The answer must consist of the entries, copied exactly and in full.

[Opening SUPPLIED DATA section]

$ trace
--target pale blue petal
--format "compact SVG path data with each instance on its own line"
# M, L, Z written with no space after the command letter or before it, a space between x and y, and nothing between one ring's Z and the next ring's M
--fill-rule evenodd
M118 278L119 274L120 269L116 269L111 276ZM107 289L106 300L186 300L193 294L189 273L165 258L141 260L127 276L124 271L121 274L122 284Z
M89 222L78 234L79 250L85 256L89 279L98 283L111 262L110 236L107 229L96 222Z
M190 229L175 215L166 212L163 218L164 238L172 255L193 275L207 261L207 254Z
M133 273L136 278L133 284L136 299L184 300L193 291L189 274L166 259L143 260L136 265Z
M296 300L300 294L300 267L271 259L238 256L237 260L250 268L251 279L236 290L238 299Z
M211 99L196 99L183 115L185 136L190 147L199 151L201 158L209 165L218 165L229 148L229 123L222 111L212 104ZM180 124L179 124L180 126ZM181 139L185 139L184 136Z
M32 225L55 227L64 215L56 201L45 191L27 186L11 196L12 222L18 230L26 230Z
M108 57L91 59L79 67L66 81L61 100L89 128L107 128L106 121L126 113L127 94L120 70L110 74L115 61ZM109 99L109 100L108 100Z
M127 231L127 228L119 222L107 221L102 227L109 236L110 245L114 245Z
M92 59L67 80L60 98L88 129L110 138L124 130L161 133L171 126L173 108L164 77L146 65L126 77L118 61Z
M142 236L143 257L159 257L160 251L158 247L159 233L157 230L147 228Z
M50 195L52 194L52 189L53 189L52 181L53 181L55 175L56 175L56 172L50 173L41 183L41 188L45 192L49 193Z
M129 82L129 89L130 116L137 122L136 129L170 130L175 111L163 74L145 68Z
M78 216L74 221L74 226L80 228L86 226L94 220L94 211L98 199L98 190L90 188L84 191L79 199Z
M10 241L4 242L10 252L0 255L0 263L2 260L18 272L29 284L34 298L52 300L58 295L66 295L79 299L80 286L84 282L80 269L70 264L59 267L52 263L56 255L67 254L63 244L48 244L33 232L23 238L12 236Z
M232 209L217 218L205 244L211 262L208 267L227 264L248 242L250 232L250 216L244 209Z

[Closing SUPPLIED DATA section]

◆ ANSWER ◆
$ trace
--target pale blue petal
--format "compact SVG path data with each instance on its own line"
# M, L, Z written with no space after the command letter or before it, a space between x and y, and nothing between one ring's Z and the next ring's M
--fill-rule evenodd
M118 278L119 274L120 269L116 269L111 276ZM107 289L106 300L186 300L193 294L189 273L165 258L141 260L127 276L124 271L121 274L122 284Z
M89 222L78 234L79 250L85 256L89 279L98 283L111 262L110 236L107 229L96 222Z
M190 229L175 215L166 212L163 218L164 238L172 255L193 275L207 261L207 254Z
M133 273L136 278L133 284L136 299L184 300L193 291L189 274L166 259L143 260L136 265Z
M296 300L300 294L300 267L271 259L238 256L237 260L250 268L251 279L236 290L238 299Z
M211 99L196 99L183 115L185 136L190 147L199 151L201 158L209 165L218 165L229 148L229 123L222 111L212 104ZM180 124L179 124L180 126ZM181 139L185 139L184 136Z
M32 225L55 227L64 215L56 201L45 191L27 186L11 196L12 222L18 230L26 230Z
M108 57L91 59L79 67L66 81L61 100L89 128L107 128L106 121L126 113L127 94L120 70L110 74L115 61ZM109 99L109 100L108 100Z
M127 231L127 228L119 222L107 221L102 227L109 236L110 245L114 245Z
M92 59L67 80L60 98L88 129L110 138L124 130L161 133L171 126L173 108L164 77L146 65L126 77L118 61Z
M142 236L143 257L159 257L160 251L158 247L159 233L157 230L147 228Z
M50 195L52 194L52 189L53 189L52 181L53 181L55 175L56 175L56 172L50 173L41 183L41 188L45 192L49 193Z
M129 82L129 89L130 116L137 122L136 129L170 130L175 111L163 74L145 68Z
M78 216L74 221L74 226L80 228L86 226L94 220L94 211L98 199L98 190L90 188L84 191L79 199Z
M10 241L4 242L10 252L0 255L0 263L2 260L18 272L29 284L34 298L52 300L58 295L66 295L79 299L80 286L84 282L80 269L70 264L59 267L52 263L56 255L67 254L63 244L48 244L33 232L23 238L12 236Z
M232 209L217 218L205 244L211 262L208 267L227 264L248 242L250 232L250 216L244 209Z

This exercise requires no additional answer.